Extracted text |
It happened yesterday.
All day long I was thinking about pierogi (not “pierogies” or “pierogis”, “pierogi” is already a plural form). I felt like I would really want to have some but I didn’t want to spend all afternoon in the kitchen rolling dough, filling, sealing and boiling. It’s a lot of work, and it takes time. Early morning I made apple pie so I thought I’m done being in the kitchen. At least till easy to make dinner. Gosh, I was so wrong.
Sometime about 5pm I decided to make them.
My husband asked me when they will be done. I told him IN AN HOUR. Are you kidding me!? An hour!?! I know I am Polish and I grew up making them almost every friday…, but I am not a magician. I thought I could outsmart myself.
In about an hour my Facebook status was: One word: pierogi… and one more: homemade. oh and one more: WHY!?!?!?
I really was asking myself why I’m making them, and if it’s really worth it.
Anyway, normally I make pierogi in a huge amount. Half of it I freeze, so later during the week I have a quick, homemade and yummy dinner. This time I’d decided to make just enough for one time. So, I came up with a recipe that makes only a few pierogi (about 30!) so I wouldn’t be stuck in the kitchen all afternoon and evening And I was right. I took me about 2 hours to make those… .
This is the recipe:
- 2 cups of all-purpose flour
- 3/4 cup of boiling water.
Now the most important part.
The water MUST BE HOT HOT HOT! It has something to do with the flour reacting in particular way when mixed with very hot water. Later while rolling the dough and boiling pierogi they won’t fall apart. It actually works. If you have a recipe calling for luke warm or cold water – get rid of it. If you’d like you can use milk instead of water. HOT MILK.
There is no need for salt or egg, but you can add those as well.
Knead it by hand. It takes about 10 minutes. First mix it with a knife or fork because it’s gonna be too hot for you to use hand.
For how to make pierogi step by step go here. I had no time to take pictures while making those. I was already overwhelmed just by making them and trying to be done with before midnight.

Goal | Write what comes next in the pierogi post above, picking up after its last sentence.

[Records from a point labeling set]
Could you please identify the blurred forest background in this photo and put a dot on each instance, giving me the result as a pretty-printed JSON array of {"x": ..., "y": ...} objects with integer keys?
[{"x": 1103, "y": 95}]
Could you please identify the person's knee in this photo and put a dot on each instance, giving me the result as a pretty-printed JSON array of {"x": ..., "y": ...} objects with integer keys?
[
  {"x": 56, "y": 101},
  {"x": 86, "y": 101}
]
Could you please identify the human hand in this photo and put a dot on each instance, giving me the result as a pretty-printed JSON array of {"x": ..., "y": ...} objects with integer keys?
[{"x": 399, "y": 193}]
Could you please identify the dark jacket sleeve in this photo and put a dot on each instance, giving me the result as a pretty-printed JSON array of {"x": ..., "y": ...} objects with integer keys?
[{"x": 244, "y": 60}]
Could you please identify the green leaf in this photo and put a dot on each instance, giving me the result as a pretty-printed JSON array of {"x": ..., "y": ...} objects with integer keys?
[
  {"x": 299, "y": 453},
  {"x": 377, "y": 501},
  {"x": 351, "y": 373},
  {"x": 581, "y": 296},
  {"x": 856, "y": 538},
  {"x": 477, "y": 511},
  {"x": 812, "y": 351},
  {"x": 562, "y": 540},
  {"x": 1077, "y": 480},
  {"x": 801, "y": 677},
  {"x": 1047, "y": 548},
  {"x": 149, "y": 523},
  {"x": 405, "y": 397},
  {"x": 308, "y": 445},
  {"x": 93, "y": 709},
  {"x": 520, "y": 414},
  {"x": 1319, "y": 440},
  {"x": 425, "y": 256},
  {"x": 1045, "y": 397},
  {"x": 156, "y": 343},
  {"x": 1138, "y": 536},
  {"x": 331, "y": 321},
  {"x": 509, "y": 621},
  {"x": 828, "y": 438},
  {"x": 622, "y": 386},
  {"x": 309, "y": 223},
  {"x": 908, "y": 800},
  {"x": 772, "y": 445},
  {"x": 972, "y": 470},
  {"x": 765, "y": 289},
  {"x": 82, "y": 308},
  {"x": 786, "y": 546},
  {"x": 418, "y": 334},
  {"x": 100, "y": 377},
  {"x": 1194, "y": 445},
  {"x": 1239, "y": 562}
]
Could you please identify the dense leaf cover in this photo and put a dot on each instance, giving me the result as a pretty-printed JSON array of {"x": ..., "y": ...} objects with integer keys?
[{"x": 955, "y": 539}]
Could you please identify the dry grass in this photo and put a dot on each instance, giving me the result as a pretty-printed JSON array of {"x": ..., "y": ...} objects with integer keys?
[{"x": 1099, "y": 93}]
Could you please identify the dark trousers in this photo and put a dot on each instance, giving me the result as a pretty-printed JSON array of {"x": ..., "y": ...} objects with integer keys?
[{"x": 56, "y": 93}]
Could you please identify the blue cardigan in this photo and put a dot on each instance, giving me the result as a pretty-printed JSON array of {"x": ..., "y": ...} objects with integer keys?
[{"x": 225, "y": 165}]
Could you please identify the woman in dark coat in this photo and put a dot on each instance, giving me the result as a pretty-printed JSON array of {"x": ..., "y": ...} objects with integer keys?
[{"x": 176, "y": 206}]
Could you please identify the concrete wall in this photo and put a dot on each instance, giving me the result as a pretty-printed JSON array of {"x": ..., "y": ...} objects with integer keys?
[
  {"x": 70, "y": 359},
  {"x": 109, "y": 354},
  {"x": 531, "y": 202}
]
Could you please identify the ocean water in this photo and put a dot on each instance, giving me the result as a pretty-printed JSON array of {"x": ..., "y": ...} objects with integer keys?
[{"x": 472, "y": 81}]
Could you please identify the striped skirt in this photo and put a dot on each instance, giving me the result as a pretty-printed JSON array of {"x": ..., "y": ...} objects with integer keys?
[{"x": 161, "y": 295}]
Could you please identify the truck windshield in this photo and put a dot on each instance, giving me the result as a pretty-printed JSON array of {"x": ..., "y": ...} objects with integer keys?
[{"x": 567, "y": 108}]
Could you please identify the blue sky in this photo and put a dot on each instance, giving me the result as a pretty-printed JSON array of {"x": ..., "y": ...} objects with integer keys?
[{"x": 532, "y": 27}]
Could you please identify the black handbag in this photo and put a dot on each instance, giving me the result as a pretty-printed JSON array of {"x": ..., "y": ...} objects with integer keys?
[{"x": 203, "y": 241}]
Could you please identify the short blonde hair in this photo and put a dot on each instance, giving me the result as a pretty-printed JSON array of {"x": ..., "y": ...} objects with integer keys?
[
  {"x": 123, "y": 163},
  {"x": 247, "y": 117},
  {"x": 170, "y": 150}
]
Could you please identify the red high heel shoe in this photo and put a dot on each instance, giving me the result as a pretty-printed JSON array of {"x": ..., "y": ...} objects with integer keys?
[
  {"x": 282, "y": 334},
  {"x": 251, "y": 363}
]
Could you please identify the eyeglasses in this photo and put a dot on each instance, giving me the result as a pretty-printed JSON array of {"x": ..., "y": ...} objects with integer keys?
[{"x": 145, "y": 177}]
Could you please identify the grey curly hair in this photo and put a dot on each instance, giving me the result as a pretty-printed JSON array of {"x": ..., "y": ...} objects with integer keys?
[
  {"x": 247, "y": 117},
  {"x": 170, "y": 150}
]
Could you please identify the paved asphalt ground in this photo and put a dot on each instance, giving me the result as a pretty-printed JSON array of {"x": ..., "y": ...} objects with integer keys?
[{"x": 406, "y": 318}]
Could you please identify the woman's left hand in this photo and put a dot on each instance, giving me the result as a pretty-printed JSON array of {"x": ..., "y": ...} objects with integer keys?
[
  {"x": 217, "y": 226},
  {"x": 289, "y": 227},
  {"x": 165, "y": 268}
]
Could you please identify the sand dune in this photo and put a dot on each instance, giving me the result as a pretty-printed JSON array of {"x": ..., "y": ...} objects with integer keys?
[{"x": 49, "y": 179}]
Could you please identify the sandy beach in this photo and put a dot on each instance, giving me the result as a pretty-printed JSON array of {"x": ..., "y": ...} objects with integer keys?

Exercise output |
When you roll the dough it shouldn’t be to thin nor to thick. About 2 millimeters. Ah and if you don’t have round cutter, use a glass, big one. Turn it upside down and press the dough with it It’s been the only way I cut my pierogi since I first learned how to make them. My mom used to cut them using glass and my mom’s mom…!
I always make 2 fillings. One for meat eaters and one for crazy vegetarians:
For the 1st one:
I simply fry some ground turkey (about half a pound) with fine chopped veggies (or at least onion), salt and pepper.
For the second:
Two medium size red potatoes boiled, mashed, mixed with very fine chopped onion about 2 tsp of butter (not margarine!) and handful of grated yellow cheese (something like jack cheese or cheddar cheese or both).
The first time I made them my husband asked me: What else is to eat?! It didn’t mean that he doesn’t want to eat them. He simply asked me what else we are going to eat with pierogi. (???) Hmmm… NOTHING You could serve it with sauteed bacon and onion on top (but they might be to greasy), or some kind of gravy. That’s how I remember eating them for my entire life in Poland. That’s how most of people in Poland eat it (at least those who I know). There is a sour cream topping option – very popular in Poland, as well.
Of course I eat it with ketchup (everything goes down well with ketchup, btw), sometimes with ranch dressing.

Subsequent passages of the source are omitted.